(Extracted records)

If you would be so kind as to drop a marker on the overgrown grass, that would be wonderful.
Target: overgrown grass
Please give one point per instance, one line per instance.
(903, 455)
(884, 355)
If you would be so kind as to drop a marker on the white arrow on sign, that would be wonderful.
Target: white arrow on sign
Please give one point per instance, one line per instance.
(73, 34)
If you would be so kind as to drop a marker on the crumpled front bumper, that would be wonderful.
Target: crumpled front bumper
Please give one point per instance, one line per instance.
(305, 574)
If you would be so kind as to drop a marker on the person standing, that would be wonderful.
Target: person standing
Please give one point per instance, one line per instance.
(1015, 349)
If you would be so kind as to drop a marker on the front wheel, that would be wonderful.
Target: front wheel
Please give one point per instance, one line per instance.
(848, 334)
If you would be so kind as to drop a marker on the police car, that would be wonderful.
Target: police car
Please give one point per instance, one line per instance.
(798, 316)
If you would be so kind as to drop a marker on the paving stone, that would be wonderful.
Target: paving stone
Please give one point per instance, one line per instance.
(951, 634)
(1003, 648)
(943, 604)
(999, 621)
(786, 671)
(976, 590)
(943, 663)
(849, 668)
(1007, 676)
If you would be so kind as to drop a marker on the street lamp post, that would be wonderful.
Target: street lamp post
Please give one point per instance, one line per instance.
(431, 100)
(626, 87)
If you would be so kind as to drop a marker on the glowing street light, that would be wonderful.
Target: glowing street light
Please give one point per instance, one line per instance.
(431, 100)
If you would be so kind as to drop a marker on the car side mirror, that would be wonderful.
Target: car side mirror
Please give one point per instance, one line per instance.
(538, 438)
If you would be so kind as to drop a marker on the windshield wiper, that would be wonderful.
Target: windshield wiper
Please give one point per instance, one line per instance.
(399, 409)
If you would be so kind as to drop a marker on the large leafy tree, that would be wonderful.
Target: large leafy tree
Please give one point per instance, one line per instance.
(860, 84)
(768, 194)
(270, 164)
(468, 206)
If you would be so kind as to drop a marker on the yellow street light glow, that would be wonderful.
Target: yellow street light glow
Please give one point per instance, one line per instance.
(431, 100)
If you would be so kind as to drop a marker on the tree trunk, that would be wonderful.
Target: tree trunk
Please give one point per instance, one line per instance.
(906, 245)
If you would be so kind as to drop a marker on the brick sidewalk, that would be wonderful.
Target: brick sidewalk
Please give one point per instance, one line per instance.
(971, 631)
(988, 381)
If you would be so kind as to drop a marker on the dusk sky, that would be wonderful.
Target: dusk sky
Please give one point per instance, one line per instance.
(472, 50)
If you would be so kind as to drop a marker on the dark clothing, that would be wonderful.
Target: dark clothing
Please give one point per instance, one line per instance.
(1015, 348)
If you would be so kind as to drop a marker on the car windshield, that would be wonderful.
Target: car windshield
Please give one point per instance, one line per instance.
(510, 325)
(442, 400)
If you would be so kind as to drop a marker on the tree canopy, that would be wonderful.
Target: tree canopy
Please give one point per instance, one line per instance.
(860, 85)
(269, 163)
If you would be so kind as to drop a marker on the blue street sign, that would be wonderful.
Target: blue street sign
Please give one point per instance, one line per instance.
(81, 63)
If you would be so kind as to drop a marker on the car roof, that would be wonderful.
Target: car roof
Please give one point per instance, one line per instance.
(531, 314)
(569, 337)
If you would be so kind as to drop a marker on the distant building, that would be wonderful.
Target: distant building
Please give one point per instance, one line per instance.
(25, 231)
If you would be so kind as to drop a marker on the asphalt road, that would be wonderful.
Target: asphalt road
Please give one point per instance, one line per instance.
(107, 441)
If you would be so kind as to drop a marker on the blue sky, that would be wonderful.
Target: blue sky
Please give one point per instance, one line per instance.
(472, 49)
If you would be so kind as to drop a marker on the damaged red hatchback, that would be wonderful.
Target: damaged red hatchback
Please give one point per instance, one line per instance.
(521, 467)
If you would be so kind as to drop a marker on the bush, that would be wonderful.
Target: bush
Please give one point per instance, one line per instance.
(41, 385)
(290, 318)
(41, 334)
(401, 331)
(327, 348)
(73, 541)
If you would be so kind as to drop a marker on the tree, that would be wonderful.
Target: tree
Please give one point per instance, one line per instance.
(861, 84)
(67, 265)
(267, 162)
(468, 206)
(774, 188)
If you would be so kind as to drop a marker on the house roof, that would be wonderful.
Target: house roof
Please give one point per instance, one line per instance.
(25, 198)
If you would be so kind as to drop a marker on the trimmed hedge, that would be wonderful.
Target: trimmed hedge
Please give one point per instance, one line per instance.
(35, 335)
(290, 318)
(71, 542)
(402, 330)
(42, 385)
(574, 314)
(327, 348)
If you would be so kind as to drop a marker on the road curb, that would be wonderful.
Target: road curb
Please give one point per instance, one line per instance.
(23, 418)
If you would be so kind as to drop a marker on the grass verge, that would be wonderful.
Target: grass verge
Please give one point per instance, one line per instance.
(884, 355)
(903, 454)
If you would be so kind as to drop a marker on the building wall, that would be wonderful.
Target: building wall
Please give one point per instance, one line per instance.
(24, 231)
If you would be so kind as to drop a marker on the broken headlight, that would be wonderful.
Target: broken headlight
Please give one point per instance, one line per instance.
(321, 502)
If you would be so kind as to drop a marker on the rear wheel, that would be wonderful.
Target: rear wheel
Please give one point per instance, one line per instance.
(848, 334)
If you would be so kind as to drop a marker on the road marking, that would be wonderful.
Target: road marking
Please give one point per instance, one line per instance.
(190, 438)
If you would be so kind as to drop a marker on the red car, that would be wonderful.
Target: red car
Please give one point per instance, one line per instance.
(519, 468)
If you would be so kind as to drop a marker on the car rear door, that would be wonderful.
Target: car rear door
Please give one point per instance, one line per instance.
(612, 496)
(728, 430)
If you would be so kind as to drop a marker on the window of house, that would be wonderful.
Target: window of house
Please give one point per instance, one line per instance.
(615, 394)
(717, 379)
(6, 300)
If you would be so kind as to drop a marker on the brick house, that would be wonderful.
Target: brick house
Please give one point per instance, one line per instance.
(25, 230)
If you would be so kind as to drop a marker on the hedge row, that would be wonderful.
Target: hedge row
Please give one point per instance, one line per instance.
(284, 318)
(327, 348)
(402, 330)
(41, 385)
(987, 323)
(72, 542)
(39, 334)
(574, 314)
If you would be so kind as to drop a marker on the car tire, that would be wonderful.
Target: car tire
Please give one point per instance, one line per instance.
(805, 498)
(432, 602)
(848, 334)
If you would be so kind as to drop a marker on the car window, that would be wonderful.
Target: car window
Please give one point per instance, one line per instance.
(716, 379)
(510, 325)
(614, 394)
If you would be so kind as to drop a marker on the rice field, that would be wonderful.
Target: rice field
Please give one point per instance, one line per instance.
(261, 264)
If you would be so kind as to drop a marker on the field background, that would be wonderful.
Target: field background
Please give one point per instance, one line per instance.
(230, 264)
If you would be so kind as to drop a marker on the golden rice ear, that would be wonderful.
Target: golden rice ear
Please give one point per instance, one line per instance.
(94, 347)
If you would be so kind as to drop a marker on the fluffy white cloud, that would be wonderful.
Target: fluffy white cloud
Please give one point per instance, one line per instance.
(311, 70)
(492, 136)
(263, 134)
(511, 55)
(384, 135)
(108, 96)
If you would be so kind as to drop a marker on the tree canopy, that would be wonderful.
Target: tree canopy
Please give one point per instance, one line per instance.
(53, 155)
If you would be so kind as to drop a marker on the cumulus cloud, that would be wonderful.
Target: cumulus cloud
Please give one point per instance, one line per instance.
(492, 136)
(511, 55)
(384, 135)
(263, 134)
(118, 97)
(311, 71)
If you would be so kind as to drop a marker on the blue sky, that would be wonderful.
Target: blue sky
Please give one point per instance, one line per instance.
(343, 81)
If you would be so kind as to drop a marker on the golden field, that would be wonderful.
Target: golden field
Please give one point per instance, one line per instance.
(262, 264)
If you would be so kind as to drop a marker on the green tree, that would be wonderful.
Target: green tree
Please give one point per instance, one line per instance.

*What the exercise asks*
Give the lines from the one containing "cumulus cloud, that would be wonderful." through the end of the entries again, exactly as written and with no other lines.

*Solution to this problem*
If you would be so kind as to drop a marker on the cumulus cloud, that would be wonderful.
Target: cumulus cloud
Please give one point per instance, one line per instance.
(492, 136)
(511, 55)
(384, 135)
(263, 134)
(118, 97)
(311, 71)
If you would be so kind as to drop a marker on the blue sky, that would be wonderful.
Target: blue sky
Please give one point per instance, one line per instance.
(343, 81)
If you would be so kind as to drop a marker on the golden field, that would be wonderful.
Target: golden field
Please give one point per instance, one line per instance.
(262, 264)
If you would be so kind as to drop a marker on the green tree, that would be wonderful.
Target: green tree
Please give one point per instance, one line per instance.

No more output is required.